* [AUSGEWÄHLTER TEXTABSCHNITT]
------------------------------------------------------------
Wie häufig wird gefordert, Lehramt Studierende mögen bereits in der Uniausbildung Praxisgelegenheiten angeboten bekommen. Nun allerdings mit einer veränderten Sichtweise, die einer Lehrkraft.

Eine weitere Forderung ist, Schule möge sich auf die Digitalisierung in der Schulbildung vorbereiten. Viele Universitäten und Ausbldungsbetriebe wünschen sich Schülerinnen und Schüler, die jenseits der Fachkompetenz vor allem Sozialkompetenzen mitbringen mögen.

Der PISA-Koordinator Andreas Schleicher hat in Deutschland das Modell 4 K – Kreativität, kritisches Denken, Kollaboration und Kommunikation ins Spiel gebracht. Auch er argumentiert von beruflichen Anforderungen aus, die klassische Unterrichtsfächer in den Hintergrund rücken ließen. Schleicher betont, der Umgang mit Wissen habe sich gewandelt: Inhalte würden nicht mehr gespeichert und dann von Lehrkräften an Lernende vermittelt. Vielmehr flössen sie, meint Schleicher, in Strömen unablässiger Kommunikation und Kollaboration. Die Bildungsforscherin Lisa Rosa teilt diese Sicht und benennt drei Argumente, warum das 4K-Modell zum Orientierungspunkt für die Didaktik werden sollte1:

  • Immer mehr Arbeiten werden von Maschinen übernommen.
  • Jede neue Arbeit verlangt mehr komplexes Denken, situierte selbstverantwortliche Entscheidungen und Beziehungsfähigkeit.
  • Die zu lösenden gesellschaftlichen Probleme sind so komplex, dass sie nur noch mit kollektiver Intelligenz bearbeitbar sind.

Wie kann man dieser Komplexität gerecht werden? Sicher nur mit Expertise. Und genau dazu, dem Aufbau und die Weiterentwicklung von Know- how dient das folgende Angebot.
------------------------------------------------------------
* [GEZEIGTE DATENSÄTZE]
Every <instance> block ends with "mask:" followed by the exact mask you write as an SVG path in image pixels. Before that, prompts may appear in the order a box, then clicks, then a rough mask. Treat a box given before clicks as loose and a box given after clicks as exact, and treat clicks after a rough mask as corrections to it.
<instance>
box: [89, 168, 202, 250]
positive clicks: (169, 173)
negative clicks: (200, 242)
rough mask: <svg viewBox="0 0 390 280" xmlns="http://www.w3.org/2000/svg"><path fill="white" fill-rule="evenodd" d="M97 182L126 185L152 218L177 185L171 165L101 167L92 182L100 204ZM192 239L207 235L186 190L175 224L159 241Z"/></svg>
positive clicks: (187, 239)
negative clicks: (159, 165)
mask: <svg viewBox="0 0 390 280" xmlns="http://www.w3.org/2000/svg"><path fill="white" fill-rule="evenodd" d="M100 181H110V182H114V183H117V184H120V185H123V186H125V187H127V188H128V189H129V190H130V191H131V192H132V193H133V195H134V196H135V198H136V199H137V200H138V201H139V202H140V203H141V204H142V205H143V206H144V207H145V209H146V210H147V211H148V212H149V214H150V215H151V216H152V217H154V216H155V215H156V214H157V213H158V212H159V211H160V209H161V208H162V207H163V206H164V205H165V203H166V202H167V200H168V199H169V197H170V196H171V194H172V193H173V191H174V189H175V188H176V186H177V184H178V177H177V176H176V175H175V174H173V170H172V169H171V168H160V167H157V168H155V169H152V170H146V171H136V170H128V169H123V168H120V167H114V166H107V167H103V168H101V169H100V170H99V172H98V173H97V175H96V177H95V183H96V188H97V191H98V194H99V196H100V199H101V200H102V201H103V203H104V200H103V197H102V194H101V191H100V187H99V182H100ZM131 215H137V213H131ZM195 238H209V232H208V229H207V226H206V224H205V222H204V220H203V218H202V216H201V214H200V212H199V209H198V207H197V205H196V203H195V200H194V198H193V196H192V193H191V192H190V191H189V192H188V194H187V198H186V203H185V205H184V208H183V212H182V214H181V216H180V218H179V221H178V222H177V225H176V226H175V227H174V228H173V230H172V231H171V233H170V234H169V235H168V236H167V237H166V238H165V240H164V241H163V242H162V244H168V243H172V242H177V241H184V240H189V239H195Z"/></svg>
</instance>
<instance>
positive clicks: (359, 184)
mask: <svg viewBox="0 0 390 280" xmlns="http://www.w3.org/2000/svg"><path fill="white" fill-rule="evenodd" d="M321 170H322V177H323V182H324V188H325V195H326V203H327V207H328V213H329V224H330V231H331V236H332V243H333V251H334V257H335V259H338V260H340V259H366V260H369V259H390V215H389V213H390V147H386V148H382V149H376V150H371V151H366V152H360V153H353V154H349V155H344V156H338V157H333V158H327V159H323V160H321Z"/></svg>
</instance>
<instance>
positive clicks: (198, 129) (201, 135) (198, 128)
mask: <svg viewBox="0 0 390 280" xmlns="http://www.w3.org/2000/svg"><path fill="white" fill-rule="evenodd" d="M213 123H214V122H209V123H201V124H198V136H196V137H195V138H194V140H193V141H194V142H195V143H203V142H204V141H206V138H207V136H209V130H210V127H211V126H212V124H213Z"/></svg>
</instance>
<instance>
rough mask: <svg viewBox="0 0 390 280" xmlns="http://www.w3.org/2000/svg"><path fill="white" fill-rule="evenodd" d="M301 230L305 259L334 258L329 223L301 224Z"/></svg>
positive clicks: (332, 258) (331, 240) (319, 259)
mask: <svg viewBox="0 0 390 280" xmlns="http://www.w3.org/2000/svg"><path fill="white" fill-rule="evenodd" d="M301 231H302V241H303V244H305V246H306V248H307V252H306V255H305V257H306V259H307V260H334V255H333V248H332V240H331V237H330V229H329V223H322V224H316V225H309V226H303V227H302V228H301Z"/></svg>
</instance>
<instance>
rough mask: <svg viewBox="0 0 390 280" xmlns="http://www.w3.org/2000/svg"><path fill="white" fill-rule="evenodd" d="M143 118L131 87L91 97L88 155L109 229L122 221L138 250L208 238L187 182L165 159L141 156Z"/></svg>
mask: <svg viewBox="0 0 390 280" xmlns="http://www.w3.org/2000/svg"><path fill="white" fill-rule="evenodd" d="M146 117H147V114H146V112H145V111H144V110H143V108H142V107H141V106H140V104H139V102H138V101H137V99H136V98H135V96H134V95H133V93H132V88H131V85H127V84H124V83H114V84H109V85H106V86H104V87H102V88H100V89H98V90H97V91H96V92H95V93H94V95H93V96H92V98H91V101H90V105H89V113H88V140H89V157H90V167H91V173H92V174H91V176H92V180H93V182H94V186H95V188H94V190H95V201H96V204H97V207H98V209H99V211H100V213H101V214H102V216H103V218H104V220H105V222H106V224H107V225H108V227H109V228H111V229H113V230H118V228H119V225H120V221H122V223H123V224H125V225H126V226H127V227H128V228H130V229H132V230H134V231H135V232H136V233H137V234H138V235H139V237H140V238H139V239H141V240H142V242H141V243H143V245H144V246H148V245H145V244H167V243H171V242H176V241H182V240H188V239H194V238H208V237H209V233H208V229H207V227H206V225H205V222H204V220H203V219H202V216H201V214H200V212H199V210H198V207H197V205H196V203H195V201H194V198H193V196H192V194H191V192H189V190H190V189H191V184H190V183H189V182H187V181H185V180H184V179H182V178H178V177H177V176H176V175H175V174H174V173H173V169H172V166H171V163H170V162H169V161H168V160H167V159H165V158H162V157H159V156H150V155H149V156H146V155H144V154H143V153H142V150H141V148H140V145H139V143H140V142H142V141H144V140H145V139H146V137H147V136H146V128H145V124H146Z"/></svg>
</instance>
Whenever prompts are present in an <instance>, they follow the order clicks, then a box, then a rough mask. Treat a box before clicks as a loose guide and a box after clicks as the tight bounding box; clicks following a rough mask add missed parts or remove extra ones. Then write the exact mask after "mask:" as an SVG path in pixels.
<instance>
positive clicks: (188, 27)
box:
------------------------------------------------------------
* [IHRE AUFGABEN]
(1) Übersetzen Sie diesen Satz aus dem Text über das 4K-Modell ins Englische: „Der PISA-Koordinator Andreas Schleicher hat in Deutschland das Modell 4 K – Kreativität, kritisches Denken, Kollaboration und Kommunikation ins Spiel gebracht.“
(2) Beantworten Sie anhand des Textes über das 4K-Modell kurz die folgenden Fragen:
(a) Worauf soll sich die Schule laut einer weiteren Forderung vorbereiten?
(b) Welche Funktion hat Andreas Schleicher?
(c) Wie viele Argumente für das 4K-Modell benennt Lisa Rosa?
(3) Greifen Sie den Text über das 4K-Modell nach seinem letzten Satz auf und setzen Sie ihn fort.

* [ANTWORTEN JE AUFGABE]
(1) In Germany, PISA coordinator Andreas Schleicher has brought the 4 K model – creativity, critical thinking, collaboration and communication – into the discussion.

(2)
(a) Auf die Digitalisierung in der Schulbildung.
(b) Er ist PISA-Koordinator.
(c) Drei.

(3)
Schulteams und Studierende lernen gemeinsam für die Digitalisierung in der Bildung

Die Medienfaktur an der Universität Oldenburg bietet im Wintersemester 20/21 Lehramt Studierenden unter dem Titel ‚Digitaler Unterricht‘ ein Seminar an, das sie mit Schulteams, bestehend aus Schulleitungen sowie Lehrkräften, zusammenbringen wird. Ziel ist zunächst, in dem innovativen Modul Lösungen für die zentralen Herausforderungen des digital-unterstützten Lernens zu entwickeln. Dazu gehören unter anderem der Erwerb digitaler Kompetenzen, deren Verbindung zum Bildungsauftrag, die Psychologie multimedialen Lernens, die pädagogische Entwicklung von Blended Learning bzw. online Unterrichtseinheiten und die Einbettung pädagogischer Strategien in moderne Lernplattformen. Die Lerngemeinschaft aus Studierenden und Schul(leitungs)teams ermöglicht einen regen Austausch und wechselseitigen Abgleich vielfältiger Perspektiven, Ideen und Erfahrungen.

Das 14-wöchige Seminar setzt auf eine Balance zwischen lebendig-synchroner Kommunikation, die während des gesamten Semesters als soziales Netzwerk zugänglich ist, und asynchroner Kommunikation, wie etwa der Zugang zu online Lern- und Lehrmaterialen oder Diskussionsforen. Hierzu setzt die Medienfaktur eine eigene state-of-the-art Lernumwelt ein, deren Ideen und Strategien sich auch auf bereits eingeführte Schulimplementationen umsetzen lassen.

Ein inhaltlicher und aktuell hoch-relevanter Schwerpunkt ist die Entwicklung von Schulkonzepten, die die Lernaktivitäten in der Schule mit denen zu Hause verknüpft sieht (sog. blended learning/ hybride Verfahren). Damit das Seminar eine nachhaltige Wirkung entfalten kann, plant die Medienfaktur einen permanenten digitalen Austauschraum für die beteiligten Schulteams.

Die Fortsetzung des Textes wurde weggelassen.